What you need to do –
A. List every package registry that the piot overview below says piot publishes to.
B. From the piot overview below, extract the passage starting with "piot is probably" and going on through "workflow's build step.".
C. According to the piot overview below, what tag format does piot use by default for each package?

Put It Out There (piot) is a polyglot release orchestrator. One putitoutthere.toml describes your packages; the CLI computes a release plan from git + a commit trailer and publishes to crates.io, PyPI, and npm.

Does piot fit your library?

piot is a good fit if you can answer yes to most of these:

  • [ ] Your artifacts publish to some combination of crates.io, PyPI, and npm — piot only covers those three registries.
  • [ ] You use (or are willing to use) OIDC trusted publishing on each registry. Long-lived tokens work as a fallback, but OIDC is the happy path.
  • [ ] You build your artifacts in GitHub Actions. The scaffolded workflow is a GitHub Actions workflow; piot's Action and OIDC flows assume that runtime.
  • [ ] You're comfortable with one tag per package — defaults to {name}-v{version}, or pick your own template via tag_format.
  • [ ] Your release trigger is up to you: merge to main, scheduled cron, or manual dispatch all work. See the nightly release recipe for the cron shape.
  • [ ] The default bump is patch whenever a package's files change. Opt into explicit minor/major bumps (or skip) via a commit trailer — trailers are optional.

piot is probably not the right tool if:

  • You need a registry piot doesn't cover (Maven, NuGet, Docker Hub, internal registries, etc.).
  • You publish from CI systems other than GitHub Actions.
  • You want piot to run the compile itself. piot emits the build-job matrix (with per-target runner overrides you declare in config), but maturin build / napi build / cargo build still live in your workflow's build step.
  • You want standalone binary archives attached to GitHub Releases with a curl-installable tarball. That's cargo-dist's / goreleaser's lane; compose with them, don't replace them with piot.

Entries provided –
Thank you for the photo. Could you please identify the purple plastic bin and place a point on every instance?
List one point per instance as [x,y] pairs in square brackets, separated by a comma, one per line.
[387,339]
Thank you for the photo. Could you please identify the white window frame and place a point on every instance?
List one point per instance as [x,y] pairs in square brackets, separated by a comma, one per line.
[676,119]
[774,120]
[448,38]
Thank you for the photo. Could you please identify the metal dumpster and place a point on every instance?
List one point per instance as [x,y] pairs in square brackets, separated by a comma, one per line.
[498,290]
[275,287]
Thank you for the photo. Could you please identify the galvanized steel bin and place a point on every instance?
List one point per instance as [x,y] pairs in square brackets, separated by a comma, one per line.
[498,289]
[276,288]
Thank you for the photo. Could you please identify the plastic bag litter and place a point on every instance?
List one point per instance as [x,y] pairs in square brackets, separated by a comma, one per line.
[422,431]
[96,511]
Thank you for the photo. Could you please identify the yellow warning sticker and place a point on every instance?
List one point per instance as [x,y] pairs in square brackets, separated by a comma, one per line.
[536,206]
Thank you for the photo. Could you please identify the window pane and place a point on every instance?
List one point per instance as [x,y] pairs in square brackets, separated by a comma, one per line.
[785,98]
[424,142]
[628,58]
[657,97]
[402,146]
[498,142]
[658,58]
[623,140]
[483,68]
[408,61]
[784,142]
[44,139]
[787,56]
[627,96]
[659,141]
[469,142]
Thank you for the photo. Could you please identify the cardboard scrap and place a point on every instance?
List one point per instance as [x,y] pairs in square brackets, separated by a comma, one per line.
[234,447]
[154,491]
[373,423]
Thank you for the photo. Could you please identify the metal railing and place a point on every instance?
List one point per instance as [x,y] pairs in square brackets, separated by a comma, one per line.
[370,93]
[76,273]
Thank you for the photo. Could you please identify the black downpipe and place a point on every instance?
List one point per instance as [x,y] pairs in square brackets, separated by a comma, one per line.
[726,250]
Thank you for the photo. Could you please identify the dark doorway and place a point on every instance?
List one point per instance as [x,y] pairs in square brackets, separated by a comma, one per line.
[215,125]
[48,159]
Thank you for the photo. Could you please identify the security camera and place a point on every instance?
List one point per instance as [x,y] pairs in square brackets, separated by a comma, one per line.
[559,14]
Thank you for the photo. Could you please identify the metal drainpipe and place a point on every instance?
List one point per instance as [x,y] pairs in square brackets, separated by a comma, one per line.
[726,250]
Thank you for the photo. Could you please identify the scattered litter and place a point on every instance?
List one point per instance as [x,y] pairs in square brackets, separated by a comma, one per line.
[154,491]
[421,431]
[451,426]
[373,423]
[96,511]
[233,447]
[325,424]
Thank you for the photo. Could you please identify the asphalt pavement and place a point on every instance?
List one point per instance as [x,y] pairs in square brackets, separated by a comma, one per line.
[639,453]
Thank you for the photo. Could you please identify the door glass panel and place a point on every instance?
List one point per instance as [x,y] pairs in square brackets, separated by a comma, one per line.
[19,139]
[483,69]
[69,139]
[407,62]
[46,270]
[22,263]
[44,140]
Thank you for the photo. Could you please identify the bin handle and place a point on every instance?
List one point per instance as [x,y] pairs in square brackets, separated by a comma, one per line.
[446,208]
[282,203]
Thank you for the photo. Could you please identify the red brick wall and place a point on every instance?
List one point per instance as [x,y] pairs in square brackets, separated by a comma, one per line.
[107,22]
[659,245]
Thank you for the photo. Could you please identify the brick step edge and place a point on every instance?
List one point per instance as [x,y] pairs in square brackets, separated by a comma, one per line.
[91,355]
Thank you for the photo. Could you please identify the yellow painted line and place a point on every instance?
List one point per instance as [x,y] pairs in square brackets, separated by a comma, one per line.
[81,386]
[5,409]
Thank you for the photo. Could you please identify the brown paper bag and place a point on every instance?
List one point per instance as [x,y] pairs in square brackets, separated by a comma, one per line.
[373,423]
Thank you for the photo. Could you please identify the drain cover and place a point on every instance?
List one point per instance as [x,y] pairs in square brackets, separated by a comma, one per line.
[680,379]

Expected answers –
A. crates.io, PyPI, npm

B.
piot is probably not the right tool if:

  • You need a registry piot doesn't cover (Maven, NuGet, Docker Hub, internal registries, etc.).
  • You publish from CI systems other than GitHub Actions.
  • You want piot to run the compile itself. piot emits the build-job matrix (with per-target runner overrides you declare in config), but maturin build / napi build / cargo build still live in your workflow's build step.

C. {name}-v{version}